TRECHO DO DOCUMENTO.
Em junho de 2007, a jornalista
investigativa Natalia Viana publicou em livro os resultados que obteve em sua
pesquisa sobre assassinatos políticos no Brasil de 12 anos atrás.
O livro aborda os assassinatos
entre 2003 e 2006, primeiro mandato do Partido dos Trabalhadores na Presidência
da República. O PT não tinha proposto nenhuma medida para desmontar o aparato
repressivo, constituído nos anos de chumbo no Estado brasileiro, e que não
tinha sido desmontado pela constituição de 1988, saída de um acordo com o
regime ditatorial.
São seis casos relatados, entre
eles o caso da irmã Dorothy Stang, e do sindicalista militante do Partido dos
Trabalhadores Anderson Luís Souza Santos. Este caso lamentavelmente faz
aniversário neste 10 de abril, sem qualquer solução por parte das autoridades.
Doze anos se passaram desde a
publicação deste livro e a questão que ele colocava - como é possível que
durante governos eleitos pelos movimentos sociais, militantes destes movimentos
continuassem a ser assassinados? - continua sem resposta. A perspectiva por que
lemos essa pergunta, hoje, depois do golpe de estado que derrubou a presidenta
Dilma, é muito diferente de quando foi formulada. Dilma tentou organizar uma
comissão da verdade, que foi fortemente atacada pelos setores mais reacionários
instalados no interior das instituições de Estado, acabando limitada a mera
apuração histórica - e, mesmo assim, com grande dificuldade de acesso a
documentos da época. O aparato repressor se preservou, a violência
institucional cresceu contra a população mais pobre das periferias e desde o
golpe de 2016 tem avançado contra lideranças populares de tal maneira que
notícias sobre assassinatos e prisões políticas sequer nos surpreendem mais.
Os casos de Marielle Franco,
assassinada, e Lula, preso político e psicologicamente torturado, mostram que a
escalada repressiva chega ao topo sem nenhum pudor. E ainda assim encontra
terreno para se agudizar. Os métodos cada vez mais sofisticados incluem a
simbiose do aparelho de estado com o crime organizado e o inegável uso de
técnicas de influência de massas patrocinadas pelos senhores da guerra.

INFORMAÇÕES FORNECIDAS.
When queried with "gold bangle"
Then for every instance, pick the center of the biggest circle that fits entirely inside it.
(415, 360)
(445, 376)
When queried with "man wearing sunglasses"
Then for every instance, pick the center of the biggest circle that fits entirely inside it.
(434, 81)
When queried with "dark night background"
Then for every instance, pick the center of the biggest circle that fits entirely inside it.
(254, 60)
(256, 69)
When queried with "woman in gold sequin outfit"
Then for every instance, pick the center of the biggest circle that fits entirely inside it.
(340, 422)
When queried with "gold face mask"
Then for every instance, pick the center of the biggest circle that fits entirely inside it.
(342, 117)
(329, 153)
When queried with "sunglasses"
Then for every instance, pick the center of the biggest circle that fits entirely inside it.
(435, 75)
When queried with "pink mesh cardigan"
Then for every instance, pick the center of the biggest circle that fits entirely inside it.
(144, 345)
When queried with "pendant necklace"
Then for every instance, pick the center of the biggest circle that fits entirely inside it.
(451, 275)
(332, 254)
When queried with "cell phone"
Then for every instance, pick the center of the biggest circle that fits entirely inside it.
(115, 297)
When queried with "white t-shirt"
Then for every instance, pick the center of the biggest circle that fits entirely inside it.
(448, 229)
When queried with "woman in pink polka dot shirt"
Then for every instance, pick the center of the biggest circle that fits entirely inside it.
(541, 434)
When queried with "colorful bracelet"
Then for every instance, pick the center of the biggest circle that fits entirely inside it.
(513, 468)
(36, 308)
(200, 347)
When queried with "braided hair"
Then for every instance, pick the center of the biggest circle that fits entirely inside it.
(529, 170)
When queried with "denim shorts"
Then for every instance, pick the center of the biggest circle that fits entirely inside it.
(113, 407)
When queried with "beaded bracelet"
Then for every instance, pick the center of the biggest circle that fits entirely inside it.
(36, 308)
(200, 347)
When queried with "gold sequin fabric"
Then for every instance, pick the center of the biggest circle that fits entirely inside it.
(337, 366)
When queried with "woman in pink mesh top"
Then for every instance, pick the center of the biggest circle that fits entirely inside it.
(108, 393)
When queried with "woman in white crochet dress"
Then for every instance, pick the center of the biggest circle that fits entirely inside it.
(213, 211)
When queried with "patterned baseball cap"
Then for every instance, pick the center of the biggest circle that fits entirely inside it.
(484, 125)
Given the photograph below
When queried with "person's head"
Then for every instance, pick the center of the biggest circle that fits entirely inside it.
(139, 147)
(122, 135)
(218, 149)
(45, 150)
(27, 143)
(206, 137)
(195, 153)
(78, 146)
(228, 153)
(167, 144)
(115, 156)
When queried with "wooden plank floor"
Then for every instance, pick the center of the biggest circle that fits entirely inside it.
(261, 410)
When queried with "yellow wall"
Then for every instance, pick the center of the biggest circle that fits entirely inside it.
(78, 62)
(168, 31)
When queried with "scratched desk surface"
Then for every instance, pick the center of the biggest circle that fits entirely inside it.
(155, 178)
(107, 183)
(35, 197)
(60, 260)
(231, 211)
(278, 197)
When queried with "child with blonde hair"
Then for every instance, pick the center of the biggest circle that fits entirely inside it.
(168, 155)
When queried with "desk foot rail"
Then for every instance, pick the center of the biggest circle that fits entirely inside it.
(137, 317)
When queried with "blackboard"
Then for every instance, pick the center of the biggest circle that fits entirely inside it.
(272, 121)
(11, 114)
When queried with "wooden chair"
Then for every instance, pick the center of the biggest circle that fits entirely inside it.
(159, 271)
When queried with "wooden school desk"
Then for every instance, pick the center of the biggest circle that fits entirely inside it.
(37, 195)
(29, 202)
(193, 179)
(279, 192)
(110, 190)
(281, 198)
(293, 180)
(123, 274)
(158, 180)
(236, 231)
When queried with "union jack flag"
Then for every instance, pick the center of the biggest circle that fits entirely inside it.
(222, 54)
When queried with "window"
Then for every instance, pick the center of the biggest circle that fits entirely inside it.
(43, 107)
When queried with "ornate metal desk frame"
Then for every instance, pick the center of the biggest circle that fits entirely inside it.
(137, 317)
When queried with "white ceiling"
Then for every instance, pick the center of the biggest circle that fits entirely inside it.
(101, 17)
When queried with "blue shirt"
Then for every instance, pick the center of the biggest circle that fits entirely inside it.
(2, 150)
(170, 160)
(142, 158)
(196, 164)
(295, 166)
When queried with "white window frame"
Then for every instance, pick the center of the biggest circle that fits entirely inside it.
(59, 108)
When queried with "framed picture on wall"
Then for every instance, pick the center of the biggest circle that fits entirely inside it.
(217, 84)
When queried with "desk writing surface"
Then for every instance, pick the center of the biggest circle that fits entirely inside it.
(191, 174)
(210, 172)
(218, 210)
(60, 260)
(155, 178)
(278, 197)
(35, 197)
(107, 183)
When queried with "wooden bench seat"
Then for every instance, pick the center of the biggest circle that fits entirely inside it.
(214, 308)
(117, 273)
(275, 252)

TAREFA. Você pode imprimir de novo o trecho do documento inteiro, sem alterar nada?

RESULTADO FINAL.
Em junho de 2007, a jornalista
investigativa Natalia Viana publicou em livro os resultados que obteve em sua
pesquisa sobre assassinatos políticos no Brasil de 12 anos atrás.
O livro aborda os assassinatos
entre 2003 e 2006, primeiro mandato do Partido dos Trabalhadores na Presidência
da República. O PT não tinha proposto nenhuma medida para desmontar o aparato
repressivo, constituído nos anos de chumbo no Estado brasileiro, e que não
tinha sido desmontado pela constituição de 1988, saída de um acordo com o
regime ditatorial.
São seis casos relatados, entre
eles o caso da irmã Dorothy Stang, e do sindicalista militante do Partido dos
Trabalhadores Anderson Luís Souza Santos. Este caso lamentavelmente faz
aniversário neste 10 de abril, sem qualquer solução por parte das autoridades.
Doze anos se passaram desde a
publicação deste livro e a questão que ele colocava - como é possível que
durante governos eleitos pelos movimentos sociais, militantes destes movimentos
continuassem a ser assassinados? - continua sem resposta. A perspectiva por que
lemos essa pergunta, hoje, depois do golpe de estado que derrubou a presidenta
Dilma, é muito diferente de quando foi formulada. Dilma tentou organizar uma
comissão da verdade, que foi fortemente atacada pelos setores mais reacionários
instalados no interior das instituições de Estado, acabando limitada a mera
apuração histórica - e, mesmo assim, com grande dificuldade de acesso a
documentos da época. O aparato repressor se preservou, a violência
institucional cresceu contra a população mais pobre das periferias e desde o
golpe de 2016 tem avançado contra lideranças populares de tal maneira que
notícias sobre assassinatos e prisões políticas sequer nos surpreendem mais.
Os casos de Marielle Franco,
assassinada, e Lula, preso político e psicologicamente torturado, mostram que a
escalada repressiva chega ao topo sem nenhum pudor. E ainda assim encontra
terreno para se agudizar. Os métodos cada vez mais sofisticados incluem a
simbiose do aparelho de estado com o crime organizado e o inegável uso de
técnicas de influência de massas patrocinadas pelos senhores da guerra.